TEXTO DE LEITURA:
______
A “cidade berço” está empenhada em atingir a neutralidade carbónica até 2030. Para tal, lançou o Pacto Climático de Guimarães e tem já no terreno “brigadas verdes”, dos oito aos oitenta, que correm as freguesias com mensagens de sustentabilidade ambiental. Junto à zona histórica, um bairro funcionará como “laboratório” de projetos nas áreas da energia, mobilidade e tratamento de resíduos

O município de Guimarães arregaçou as mangas e quer sobressair como um bom exemplo, em Portugal e fora de portas, em matéria de combate às alterações climáticas. A “cidade berço” é uma de 100 cidades europeias que integra a “Missão Cidades”, uma iniciativa que emana da União Europeia e que tem como objetivo alcançar a neutralidade carbónica até 2030.
“Será uma espécie de laboratório onde se possa testar projetos e boas práticas que sirvam de exemplo a nível europeu”, explica ao Expresso Sofia Ferreira, vereadora do Ambiente na Câmara de Guimarães.
______
Registos de indicação de objetos com nome:

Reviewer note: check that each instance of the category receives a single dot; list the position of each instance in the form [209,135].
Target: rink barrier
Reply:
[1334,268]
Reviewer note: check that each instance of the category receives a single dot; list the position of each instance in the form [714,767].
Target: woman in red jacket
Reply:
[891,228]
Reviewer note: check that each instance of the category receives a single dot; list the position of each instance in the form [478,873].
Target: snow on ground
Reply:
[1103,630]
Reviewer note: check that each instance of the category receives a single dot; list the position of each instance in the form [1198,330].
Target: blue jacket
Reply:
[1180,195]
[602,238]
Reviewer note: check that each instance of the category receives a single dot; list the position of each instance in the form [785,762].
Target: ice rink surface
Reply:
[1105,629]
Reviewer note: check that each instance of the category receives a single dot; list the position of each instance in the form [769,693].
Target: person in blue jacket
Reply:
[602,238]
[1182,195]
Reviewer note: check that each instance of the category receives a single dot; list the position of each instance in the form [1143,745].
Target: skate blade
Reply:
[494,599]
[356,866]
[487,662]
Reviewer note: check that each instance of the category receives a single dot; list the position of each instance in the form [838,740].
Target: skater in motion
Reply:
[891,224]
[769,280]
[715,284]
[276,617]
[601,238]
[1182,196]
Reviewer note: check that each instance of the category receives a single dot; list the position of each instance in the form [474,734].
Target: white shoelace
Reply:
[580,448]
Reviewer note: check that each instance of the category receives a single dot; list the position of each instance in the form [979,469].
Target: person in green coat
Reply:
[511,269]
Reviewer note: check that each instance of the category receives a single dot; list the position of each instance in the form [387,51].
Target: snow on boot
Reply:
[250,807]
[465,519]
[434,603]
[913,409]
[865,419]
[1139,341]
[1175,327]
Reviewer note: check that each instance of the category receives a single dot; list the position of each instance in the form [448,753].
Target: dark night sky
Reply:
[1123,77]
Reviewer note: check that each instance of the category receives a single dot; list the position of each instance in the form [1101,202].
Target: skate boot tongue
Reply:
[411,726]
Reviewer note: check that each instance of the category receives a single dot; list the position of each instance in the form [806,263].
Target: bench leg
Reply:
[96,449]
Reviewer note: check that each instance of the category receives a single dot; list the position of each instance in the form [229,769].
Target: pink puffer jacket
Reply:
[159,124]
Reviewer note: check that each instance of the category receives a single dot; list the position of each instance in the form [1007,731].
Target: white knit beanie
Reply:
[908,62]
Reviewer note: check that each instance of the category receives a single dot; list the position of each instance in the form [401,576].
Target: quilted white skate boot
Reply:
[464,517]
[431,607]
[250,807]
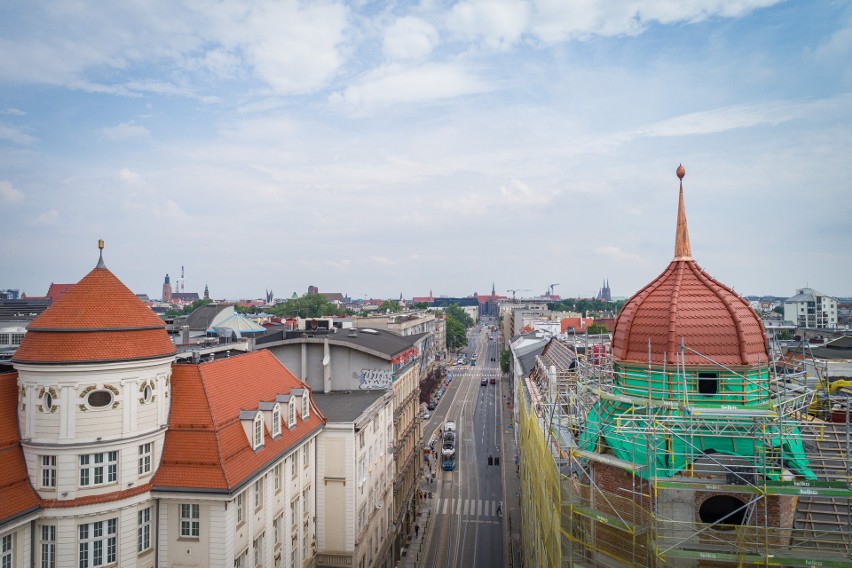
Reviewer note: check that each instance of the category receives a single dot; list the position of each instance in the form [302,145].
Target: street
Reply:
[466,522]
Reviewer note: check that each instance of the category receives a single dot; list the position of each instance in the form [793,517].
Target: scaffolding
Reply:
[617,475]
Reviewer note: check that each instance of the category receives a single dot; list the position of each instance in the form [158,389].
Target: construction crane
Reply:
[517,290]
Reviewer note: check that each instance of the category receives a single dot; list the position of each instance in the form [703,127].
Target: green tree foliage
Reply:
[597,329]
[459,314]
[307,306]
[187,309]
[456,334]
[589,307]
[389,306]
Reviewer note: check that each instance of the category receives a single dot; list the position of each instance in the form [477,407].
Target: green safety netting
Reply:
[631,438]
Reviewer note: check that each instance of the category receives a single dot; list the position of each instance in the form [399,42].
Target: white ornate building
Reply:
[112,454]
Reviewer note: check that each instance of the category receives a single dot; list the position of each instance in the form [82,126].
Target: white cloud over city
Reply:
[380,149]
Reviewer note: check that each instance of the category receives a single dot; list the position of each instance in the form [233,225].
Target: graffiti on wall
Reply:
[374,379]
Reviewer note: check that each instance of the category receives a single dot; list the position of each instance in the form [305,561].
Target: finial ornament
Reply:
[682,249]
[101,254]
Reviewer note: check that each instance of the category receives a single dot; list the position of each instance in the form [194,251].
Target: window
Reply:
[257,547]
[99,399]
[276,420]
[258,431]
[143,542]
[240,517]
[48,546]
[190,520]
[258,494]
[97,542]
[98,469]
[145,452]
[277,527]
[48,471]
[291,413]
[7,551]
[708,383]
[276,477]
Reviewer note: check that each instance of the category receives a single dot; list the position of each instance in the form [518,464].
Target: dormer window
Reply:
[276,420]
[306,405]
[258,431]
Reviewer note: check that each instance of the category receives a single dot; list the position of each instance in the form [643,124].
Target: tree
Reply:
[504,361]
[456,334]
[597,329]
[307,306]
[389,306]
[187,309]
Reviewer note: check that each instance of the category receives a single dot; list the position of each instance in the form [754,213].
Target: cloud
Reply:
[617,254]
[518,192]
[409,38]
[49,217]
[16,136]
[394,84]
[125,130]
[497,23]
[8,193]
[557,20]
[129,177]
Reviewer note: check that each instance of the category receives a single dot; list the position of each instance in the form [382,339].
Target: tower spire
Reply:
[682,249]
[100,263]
______
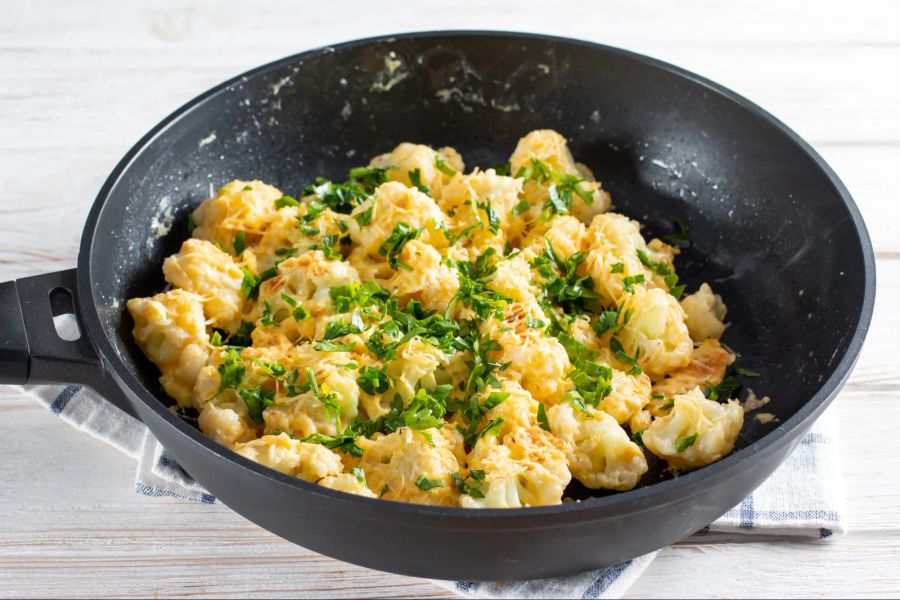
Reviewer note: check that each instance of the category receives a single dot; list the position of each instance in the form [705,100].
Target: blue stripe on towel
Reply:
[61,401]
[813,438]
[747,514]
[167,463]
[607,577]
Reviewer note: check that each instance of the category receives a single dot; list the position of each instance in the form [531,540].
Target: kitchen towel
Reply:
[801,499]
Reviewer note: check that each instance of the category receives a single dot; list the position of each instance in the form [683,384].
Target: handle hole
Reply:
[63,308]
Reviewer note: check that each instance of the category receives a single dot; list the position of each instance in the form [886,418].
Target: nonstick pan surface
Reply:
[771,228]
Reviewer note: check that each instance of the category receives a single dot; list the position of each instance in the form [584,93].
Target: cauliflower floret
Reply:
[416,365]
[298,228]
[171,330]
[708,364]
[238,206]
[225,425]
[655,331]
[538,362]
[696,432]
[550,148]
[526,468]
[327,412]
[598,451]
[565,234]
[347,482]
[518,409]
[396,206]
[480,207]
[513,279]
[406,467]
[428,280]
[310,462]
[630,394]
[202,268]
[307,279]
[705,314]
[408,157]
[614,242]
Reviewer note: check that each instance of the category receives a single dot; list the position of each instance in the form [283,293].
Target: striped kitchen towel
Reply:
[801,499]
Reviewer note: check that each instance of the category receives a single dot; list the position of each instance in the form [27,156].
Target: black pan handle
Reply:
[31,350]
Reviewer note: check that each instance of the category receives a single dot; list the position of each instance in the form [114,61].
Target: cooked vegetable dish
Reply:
______
TAREFAS A FAZER:
1. Responde a estas perguntas sobre o texto acerca de Guimarães e do clima:
(a) Até que ano quer Guimarães atingir a neutralidade carbónica?
(b) Em que áreas vai o bairro junto à zona histórica servir de "laboratório" de projetos?
(c) Que cargo tem Sofia Ferreira na Câmara de Guimarães?
2. Continua o texto sobre o plano climático de Guimarães a partir da última frase.

RESPOSTAS FINAIS:
1.
(a) Até 2030.
(b) Nas áreas da energia, da mobilidade e do tratamento de resíduos.
(c) É vereadora do Ambiente.

2.
Em Portugal, Lisboa e Porto também fazem parte do desafio, mas como realça a autarca, dada a diferença de escala entre as três cidades, o esforço de Guimarães será redobrado. Ser selecionada para este projeto, “foi para nós um momento muito importante”.
Do caderno de encargos, consta a elaboração de um pacto climático com a comunidade (cidadãos, empresas e instituições), que o município vimaranense já lançou, no início do mês, aproveitando o 50º aniversário do Dia Mundial do Ambiente.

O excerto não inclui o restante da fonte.